[YOUR GOAL]: Update the listing from the line containing "like x=772, y=194." down to the line containing "x=742, y=403" by putting "silver pickup truck" wherever "white pickup truck" appears, with everything else left as is. Leave the pictures out of your answer.

** START RECORDS FOR PROCESSING **

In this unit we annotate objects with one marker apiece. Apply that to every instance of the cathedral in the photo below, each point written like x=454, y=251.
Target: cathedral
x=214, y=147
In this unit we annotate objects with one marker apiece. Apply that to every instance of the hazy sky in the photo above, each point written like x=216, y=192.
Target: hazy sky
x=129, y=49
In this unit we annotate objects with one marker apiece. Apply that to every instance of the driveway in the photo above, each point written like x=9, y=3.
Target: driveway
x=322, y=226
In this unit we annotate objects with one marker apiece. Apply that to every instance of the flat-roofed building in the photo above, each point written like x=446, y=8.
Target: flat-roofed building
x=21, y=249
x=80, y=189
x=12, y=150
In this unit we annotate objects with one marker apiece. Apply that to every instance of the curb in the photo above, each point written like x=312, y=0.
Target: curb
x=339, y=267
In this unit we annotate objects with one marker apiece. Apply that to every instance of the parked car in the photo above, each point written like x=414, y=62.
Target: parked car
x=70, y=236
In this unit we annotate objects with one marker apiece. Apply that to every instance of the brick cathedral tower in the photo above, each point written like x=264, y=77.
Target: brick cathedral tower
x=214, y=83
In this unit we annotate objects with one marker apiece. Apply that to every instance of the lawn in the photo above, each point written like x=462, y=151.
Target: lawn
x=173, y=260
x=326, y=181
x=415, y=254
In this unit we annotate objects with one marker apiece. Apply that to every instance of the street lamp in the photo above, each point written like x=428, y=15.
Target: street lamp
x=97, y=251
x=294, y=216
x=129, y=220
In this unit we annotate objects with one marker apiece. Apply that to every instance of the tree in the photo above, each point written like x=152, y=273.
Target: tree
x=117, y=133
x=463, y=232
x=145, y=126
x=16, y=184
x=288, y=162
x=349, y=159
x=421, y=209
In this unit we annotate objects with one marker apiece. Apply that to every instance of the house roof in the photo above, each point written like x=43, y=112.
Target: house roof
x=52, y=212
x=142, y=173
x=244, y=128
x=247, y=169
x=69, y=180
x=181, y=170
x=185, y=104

** END RECORDS FOR PROCESSING **
** START RECORDS FOR PROCESSING **

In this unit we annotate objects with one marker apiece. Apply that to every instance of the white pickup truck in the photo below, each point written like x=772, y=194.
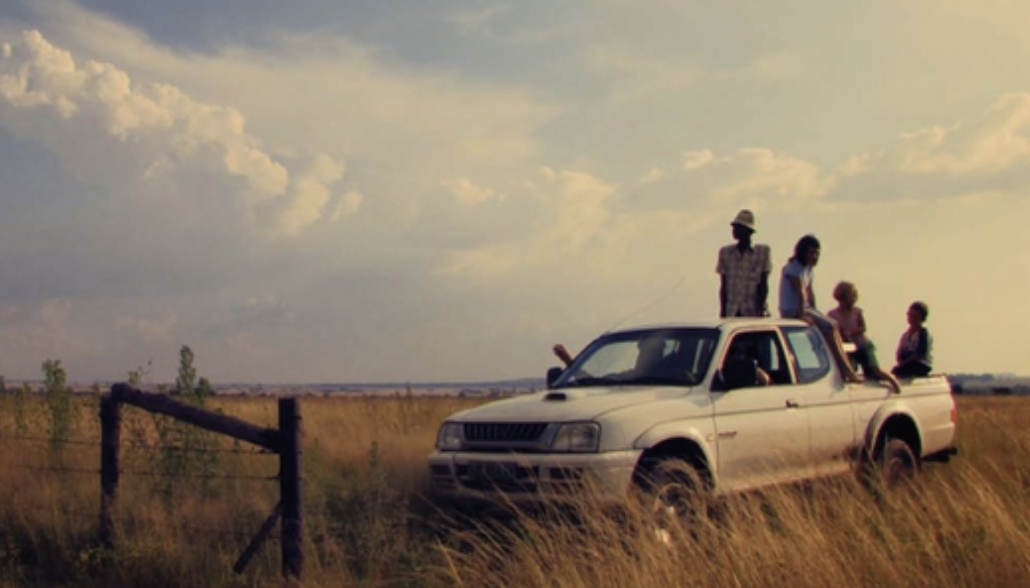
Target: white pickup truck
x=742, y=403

** END RECORDS FOR PROCESSING **
** START RECORDS FOR PROCESSING **

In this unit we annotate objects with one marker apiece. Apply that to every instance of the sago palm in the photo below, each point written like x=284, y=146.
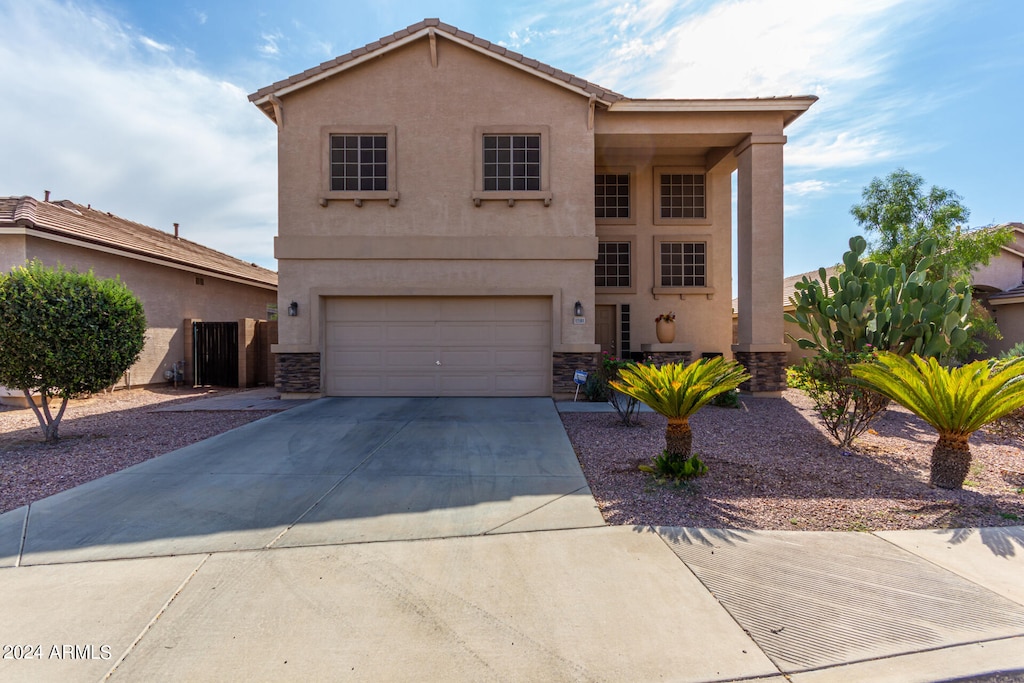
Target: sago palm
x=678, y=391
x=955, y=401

** END RECORDS FOR PROCESSING **

[COMPLETED TASK]:
In this unit we annotate objects with one marker apiece. Apply that to every instance of the silver pickup truck in the photo below, each point written like x=772, y=194.
Target: silver pickup truck
x=742, y=403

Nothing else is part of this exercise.